▸ **EXERCISE TASK**: Collect every line in the entries below that contains the word "area".

▸ **ENTRIES**:
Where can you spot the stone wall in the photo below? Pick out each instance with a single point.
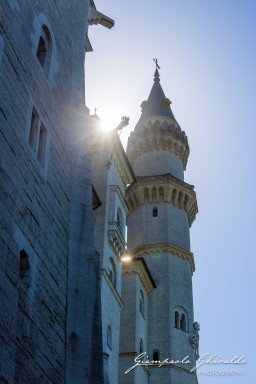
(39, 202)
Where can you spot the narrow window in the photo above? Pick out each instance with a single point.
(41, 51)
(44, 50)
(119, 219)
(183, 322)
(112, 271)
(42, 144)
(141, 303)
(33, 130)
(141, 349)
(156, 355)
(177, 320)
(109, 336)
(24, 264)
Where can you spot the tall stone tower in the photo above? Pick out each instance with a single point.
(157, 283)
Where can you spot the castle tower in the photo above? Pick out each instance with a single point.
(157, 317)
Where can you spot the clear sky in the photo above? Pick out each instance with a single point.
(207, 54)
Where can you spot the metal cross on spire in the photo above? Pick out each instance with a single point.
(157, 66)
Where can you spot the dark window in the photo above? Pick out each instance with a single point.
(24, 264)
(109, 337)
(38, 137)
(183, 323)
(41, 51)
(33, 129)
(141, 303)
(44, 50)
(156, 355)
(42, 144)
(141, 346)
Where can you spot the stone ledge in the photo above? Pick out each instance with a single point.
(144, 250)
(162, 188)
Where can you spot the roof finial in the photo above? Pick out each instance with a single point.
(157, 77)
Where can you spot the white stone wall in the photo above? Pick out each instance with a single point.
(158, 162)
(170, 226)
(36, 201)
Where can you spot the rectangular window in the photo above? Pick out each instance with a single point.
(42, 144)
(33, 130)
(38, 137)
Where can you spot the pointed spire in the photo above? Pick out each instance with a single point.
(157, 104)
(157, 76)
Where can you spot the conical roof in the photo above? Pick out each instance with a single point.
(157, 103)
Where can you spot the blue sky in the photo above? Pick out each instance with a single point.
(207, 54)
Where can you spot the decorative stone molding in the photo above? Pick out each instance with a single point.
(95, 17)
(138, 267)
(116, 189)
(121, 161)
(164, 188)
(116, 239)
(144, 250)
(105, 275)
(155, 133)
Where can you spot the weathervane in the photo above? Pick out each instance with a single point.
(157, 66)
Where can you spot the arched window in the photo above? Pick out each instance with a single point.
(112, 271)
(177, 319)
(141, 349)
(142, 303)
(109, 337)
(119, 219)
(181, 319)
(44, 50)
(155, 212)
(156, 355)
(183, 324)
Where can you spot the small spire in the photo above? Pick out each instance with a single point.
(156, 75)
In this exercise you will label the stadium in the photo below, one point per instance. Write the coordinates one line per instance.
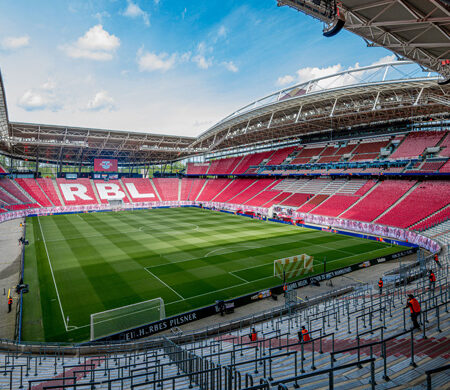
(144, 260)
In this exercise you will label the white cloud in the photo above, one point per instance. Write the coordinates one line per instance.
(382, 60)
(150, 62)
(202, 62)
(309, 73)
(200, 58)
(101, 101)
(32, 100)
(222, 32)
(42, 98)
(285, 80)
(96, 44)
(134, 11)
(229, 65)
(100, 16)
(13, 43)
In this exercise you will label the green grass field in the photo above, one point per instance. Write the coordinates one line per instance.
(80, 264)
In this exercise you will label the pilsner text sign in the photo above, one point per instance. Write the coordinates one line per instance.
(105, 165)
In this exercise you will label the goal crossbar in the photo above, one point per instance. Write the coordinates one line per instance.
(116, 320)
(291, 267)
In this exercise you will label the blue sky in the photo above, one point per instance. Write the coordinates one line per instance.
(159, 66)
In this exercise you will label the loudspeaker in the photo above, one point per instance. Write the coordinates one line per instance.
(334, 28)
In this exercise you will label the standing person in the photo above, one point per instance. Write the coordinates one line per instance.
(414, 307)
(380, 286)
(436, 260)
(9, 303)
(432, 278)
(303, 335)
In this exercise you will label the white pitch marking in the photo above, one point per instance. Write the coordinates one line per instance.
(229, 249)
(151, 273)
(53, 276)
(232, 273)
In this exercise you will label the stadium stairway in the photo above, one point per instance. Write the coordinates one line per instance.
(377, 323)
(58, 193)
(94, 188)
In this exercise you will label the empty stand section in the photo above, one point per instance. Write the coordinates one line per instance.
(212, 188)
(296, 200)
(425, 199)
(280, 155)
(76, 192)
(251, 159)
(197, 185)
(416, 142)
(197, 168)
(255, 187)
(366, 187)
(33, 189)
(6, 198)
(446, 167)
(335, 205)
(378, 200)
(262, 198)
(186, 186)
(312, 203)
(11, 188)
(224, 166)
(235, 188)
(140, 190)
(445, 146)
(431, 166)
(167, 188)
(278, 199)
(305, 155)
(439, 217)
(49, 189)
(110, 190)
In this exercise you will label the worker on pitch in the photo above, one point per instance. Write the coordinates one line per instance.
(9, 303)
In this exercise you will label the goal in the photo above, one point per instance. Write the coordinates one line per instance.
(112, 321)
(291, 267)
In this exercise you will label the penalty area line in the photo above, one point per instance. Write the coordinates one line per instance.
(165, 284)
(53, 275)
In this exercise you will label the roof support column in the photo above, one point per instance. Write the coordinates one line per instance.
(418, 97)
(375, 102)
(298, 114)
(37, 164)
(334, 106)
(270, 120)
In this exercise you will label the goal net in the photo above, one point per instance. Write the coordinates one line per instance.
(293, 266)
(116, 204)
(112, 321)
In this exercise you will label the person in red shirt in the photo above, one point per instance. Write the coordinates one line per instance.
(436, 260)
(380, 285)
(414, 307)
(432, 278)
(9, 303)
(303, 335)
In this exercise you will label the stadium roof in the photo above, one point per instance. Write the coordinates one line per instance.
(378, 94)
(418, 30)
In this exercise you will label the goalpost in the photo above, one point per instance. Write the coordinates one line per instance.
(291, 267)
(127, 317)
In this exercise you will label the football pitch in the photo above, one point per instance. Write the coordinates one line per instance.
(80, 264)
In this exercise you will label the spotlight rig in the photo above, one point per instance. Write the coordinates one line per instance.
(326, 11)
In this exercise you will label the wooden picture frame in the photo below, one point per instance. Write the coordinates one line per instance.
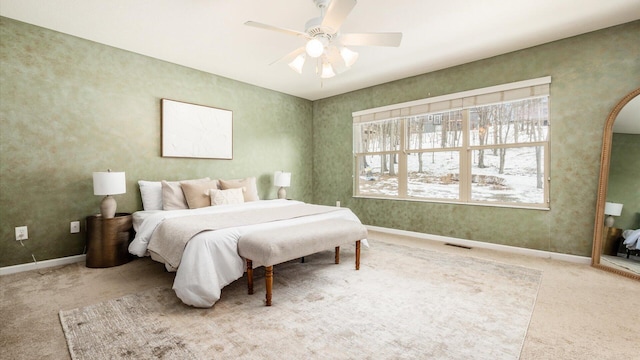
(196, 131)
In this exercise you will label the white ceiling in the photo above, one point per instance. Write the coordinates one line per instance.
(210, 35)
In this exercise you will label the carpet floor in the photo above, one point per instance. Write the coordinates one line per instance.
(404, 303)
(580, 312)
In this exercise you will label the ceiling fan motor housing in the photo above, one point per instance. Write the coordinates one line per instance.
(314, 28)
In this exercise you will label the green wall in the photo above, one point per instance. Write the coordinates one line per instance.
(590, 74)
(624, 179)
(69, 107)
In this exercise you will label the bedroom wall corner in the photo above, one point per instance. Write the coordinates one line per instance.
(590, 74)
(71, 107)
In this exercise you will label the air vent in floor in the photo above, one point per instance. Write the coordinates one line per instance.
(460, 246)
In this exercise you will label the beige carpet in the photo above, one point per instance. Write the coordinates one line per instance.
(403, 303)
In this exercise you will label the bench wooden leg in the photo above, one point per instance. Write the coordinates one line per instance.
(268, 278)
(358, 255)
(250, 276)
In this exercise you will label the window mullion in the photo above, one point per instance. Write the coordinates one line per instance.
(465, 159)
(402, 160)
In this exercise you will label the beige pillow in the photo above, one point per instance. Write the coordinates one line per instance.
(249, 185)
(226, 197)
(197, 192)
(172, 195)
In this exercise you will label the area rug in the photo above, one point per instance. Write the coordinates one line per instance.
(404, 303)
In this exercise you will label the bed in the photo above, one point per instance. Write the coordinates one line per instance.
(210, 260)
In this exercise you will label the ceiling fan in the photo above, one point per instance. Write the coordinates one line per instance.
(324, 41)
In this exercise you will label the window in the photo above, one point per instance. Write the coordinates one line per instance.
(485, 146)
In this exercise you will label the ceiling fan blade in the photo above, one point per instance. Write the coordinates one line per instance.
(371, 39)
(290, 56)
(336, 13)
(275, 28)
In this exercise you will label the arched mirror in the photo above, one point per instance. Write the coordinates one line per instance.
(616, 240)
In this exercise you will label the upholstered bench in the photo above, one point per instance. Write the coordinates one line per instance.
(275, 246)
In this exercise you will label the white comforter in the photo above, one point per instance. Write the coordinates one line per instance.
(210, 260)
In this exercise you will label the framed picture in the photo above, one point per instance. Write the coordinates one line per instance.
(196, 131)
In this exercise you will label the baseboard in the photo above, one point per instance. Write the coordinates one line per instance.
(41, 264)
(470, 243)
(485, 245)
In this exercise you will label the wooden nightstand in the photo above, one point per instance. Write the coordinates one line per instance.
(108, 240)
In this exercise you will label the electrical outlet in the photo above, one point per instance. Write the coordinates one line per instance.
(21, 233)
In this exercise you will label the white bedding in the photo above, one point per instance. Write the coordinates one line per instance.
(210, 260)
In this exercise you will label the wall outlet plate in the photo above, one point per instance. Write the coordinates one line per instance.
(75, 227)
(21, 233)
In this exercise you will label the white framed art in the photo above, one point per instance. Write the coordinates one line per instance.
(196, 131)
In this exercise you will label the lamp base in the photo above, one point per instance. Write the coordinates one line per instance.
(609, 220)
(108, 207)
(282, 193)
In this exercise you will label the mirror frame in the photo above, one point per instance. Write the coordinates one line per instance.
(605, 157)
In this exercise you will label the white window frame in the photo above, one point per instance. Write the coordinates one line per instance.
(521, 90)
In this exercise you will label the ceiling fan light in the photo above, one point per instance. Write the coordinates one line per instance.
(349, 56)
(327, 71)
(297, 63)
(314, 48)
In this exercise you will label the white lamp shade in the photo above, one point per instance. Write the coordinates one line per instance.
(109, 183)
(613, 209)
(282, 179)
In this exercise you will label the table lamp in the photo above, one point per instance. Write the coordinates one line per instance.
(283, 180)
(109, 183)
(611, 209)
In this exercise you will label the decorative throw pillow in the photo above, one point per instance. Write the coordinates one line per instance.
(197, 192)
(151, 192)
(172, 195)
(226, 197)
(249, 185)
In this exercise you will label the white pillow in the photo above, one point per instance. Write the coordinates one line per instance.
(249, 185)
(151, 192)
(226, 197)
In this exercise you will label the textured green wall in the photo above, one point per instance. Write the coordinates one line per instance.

* * *

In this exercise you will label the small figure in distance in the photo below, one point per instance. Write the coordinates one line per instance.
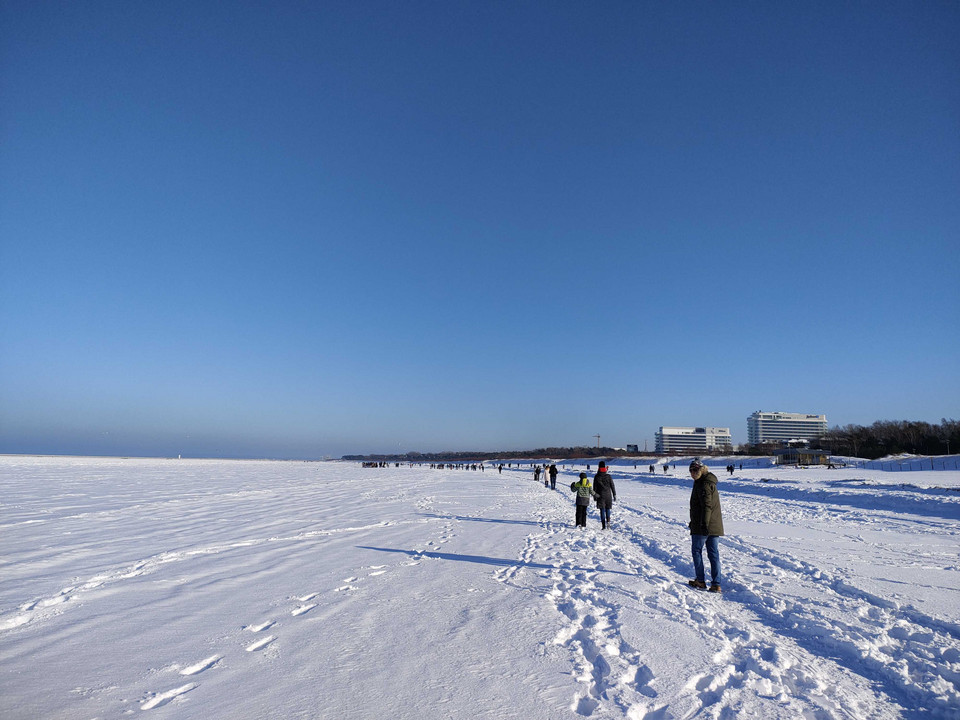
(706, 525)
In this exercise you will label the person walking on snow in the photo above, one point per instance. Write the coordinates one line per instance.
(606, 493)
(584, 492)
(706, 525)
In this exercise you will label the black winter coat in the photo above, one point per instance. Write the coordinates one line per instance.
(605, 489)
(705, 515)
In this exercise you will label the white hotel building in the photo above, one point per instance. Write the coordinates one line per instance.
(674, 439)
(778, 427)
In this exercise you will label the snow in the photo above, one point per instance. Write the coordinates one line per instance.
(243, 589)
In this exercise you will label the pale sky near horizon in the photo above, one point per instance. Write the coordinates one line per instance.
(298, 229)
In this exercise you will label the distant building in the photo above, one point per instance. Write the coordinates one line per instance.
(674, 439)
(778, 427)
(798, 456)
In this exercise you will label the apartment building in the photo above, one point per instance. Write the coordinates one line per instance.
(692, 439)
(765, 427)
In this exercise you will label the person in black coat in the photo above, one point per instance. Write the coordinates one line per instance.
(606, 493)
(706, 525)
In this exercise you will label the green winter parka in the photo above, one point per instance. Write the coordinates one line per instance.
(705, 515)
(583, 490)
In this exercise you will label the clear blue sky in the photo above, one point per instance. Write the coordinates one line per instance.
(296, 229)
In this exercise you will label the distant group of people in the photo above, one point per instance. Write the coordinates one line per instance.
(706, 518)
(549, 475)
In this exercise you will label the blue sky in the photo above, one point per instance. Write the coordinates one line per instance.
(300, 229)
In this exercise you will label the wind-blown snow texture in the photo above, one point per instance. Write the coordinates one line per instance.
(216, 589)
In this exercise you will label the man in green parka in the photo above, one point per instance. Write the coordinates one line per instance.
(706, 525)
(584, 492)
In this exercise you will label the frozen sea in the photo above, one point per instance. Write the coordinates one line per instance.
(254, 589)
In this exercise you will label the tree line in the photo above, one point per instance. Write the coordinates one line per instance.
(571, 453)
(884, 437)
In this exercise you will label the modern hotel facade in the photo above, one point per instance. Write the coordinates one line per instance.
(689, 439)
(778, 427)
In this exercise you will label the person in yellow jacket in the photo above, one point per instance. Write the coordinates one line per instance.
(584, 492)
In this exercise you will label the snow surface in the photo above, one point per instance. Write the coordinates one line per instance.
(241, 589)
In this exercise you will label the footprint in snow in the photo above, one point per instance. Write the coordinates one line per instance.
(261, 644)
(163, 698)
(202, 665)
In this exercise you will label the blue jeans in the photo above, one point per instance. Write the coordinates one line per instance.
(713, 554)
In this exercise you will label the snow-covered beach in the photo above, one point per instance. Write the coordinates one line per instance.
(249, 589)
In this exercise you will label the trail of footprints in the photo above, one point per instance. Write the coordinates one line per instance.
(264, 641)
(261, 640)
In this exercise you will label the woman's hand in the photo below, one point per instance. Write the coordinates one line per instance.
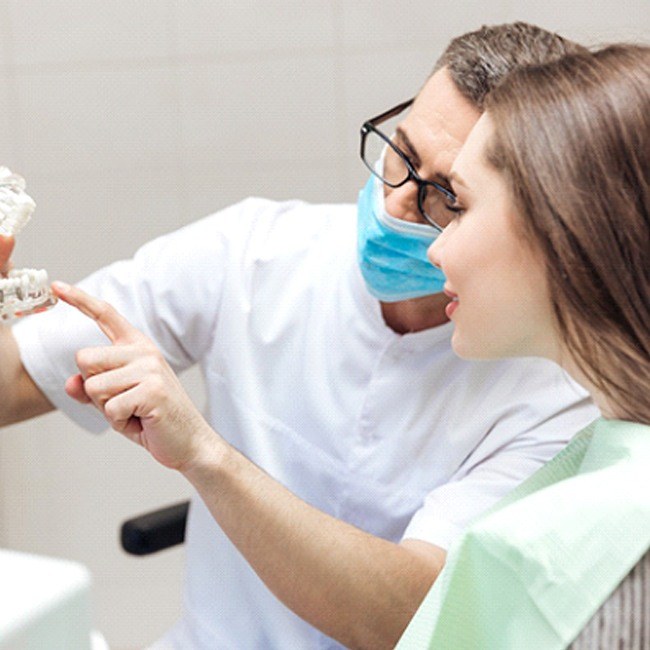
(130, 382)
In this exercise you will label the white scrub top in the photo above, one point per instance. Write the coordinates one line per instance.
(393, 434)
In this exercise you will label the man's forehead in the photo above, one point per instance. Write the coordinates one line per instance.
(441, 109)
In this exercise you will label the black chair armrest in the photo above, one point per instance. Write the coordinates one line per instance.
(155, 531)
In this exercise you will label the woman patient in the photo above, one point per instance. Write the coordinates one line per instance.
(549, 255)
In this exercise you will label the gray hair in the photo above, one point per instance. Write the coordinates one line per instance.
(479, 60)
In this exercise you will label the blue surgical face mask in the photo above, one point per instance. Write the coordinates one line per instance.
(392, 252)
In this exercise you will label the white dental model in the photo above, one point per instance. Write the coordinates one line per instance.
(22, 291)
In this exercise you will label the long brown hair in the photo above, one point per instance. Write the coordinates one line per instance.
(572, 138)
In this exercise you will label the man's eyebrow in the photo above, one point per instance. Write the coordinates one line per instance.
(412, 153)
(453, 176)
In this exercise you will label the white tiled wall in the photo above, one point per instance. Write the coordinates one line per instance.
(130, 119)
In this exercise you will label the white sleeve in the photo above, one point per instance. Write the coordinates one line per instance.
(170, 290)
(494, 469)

* * *

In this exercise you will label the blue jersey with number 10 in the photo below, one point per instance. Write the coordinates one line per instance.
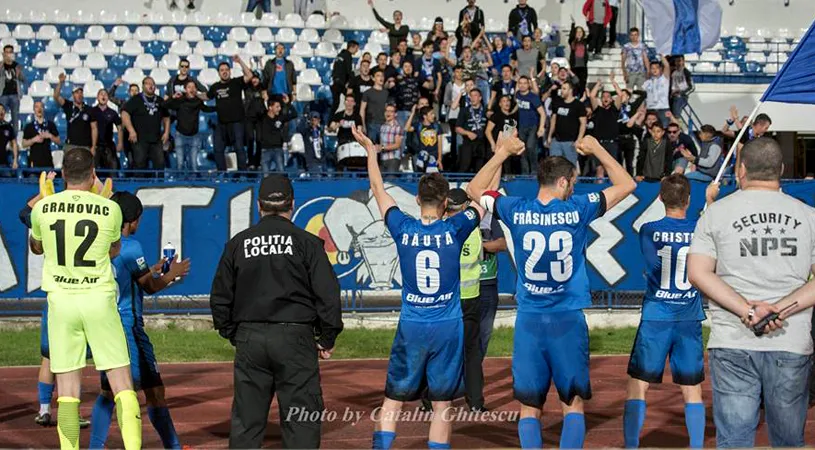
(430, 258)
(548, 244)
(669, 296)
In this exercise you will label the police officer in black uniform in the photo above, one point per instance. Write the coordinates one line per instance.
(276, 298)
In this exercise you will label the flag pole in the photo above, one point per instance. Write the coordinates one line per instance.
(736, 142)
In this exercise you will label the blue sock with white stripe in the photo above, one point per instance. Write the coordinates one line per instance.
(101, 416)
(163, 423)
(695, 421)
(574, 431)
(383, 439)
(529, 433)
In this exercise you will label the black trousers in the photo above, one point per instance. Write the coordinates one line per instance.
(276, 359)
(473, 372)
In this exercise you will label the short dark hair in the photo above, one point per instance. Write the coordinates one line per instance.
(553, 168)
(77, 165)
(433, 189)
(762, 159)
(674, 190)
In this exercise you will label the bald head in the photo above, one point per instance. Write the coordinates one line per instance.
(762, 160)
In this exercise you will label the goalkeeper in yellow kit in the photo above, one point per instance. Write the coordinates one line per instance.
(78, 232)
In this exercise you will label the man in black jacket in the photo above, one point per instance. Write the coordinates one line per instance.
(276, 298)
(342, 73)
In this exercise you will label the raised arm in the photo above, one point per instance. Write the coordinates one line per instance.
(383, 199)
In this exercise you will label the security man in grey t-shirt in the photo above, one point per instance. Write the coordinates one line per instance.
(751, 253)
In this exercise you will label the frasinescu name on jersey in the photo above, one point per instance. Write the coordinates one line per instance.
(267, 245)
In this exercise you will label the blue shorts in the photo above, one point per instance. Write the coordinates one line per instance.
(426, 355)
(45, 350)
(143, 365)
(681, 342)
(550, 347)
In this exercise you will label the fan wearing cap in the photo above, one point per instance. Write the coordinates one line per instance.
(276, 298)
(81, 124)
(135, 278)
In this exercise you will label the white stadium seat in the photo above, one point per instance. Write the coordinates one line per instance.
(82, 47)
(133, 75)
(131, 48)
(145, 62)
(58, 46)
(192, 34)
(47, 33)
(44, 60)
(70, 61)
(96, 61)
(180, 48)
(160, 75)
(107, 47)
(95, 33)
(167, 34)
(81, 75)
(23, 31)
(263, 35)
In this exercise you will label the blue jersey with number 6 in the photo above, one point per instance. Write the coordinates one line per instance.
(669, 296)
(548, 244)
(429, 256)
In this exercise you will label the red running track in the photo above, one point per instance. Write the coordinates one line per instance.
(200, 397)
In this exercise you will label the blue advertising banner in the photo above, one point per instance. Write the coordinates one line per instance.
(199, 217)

▸ **TASK RESULT**:
In this exercise you will label the penalty area line in the photo above, one point per instance. Write the coordinates one line per instance.
In this exercise you will label the area rug in the photo above, one point per instance. Write the coordinates one line per instance.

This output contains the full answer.